Please select every line of the material below that contains the word "handrail" and copy each of those lines.

'''

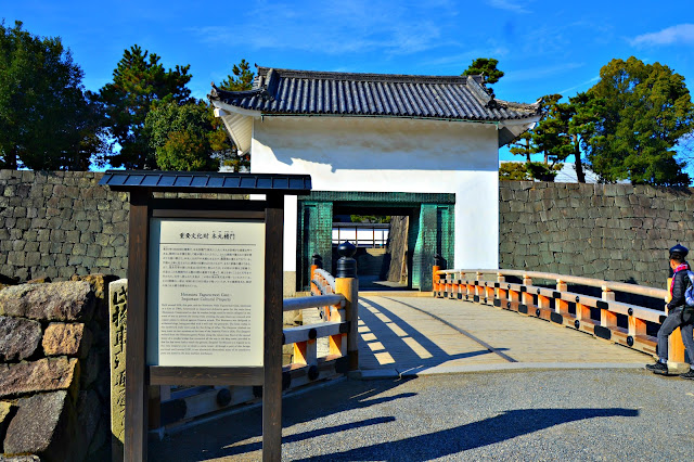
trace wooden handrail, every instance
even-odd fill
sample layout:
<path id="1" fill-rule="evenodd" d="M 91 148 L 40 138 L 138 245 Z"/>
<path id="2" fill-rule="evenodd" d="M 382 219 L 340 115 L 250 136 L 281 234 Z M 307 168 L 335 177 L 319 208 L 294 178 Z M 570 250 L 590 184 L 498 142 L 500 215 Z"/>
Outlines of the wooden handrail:
<path id="1" fill-rule="evenodd" d="M 496 275 L 496 281 L 484 281 L 485 274 Z M 505 277 L 522 279 L 511 283 Z M 624 282 L 602 281 L 592 278 L 557 274 L 540 271 L 509 269 L 449 269 L 433 268 L 434 296 L 465 299 L 493 305 L 522 315 L 541 318 L 596 337 L 615 342 L 650 355 L 656 354 L 657 338 L 646 323 L 660 324 L 665 311 L 615 300 L 615 292 L 659 298 L 668 301 L 669 291 L 645 287 Z M 534 279 L 556 281 L 556 286 L 534 285 Z M 599 287 L 602 296 L 569 292 L 567 284 Z M 600 319 L 593 318 L 600 312 Z M 626 317 L 619 322 L 619 317 Z M 626 325 L 625 325 L 626 324 Z M 648 332 L 650 331 L 650 332 Z M 669 337 L 668 367 L 684 371 L 684 348 L 679 330 Z"/>
<path id="2" fill-rule="evenodd" d="M 284 311 L 329 306 L 339 306 L 344 308 L 345 296 L 343 294 L 313 295 L 311 297 L 285 298 L 282 303 L 282 309 Z"/>
<path id="3" fill-rule="evenodd" d="M 518 278 L 537 278 L 554 281 L 562 281 L 569 284 L 587 285 L 589 287 L 600 287 L 603 291 L 609 290 L 613 292 L 625 292 L 628 294 L 643 295 L 646 297 L 665 299 L 668 295 L 668 291 L 664 288 L 646 287 L 643 285 L 628 284 L 626 282 L 615 281 L 602 281 L 600 279 L 582 278 L 578 275 L 557 274 L 553 272 L 541 271 L 524 271 L 524 270 L 506 270 L 506 269 L 468 269 L 468 270 L 439 270 L 437 274 L 453 274 L 453 273 L 475 273 L 475 274 L 496 274 L 498 277 L 515 275 Z"/>
<path id="4" fill-rule="evenodd" d="M 333 292 L 335 291 L 335 278 L 333 278 L 331 273 L 329 273 L 324 269 L 317 268 L 316 270 L 313 270 L 313 275 L 316 274 L 323 278 L 323 280 L 333 288 Z"/>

'''

Solution to this exercise:
trace wooden handrail, every instance
Outlines of the wooden handrail:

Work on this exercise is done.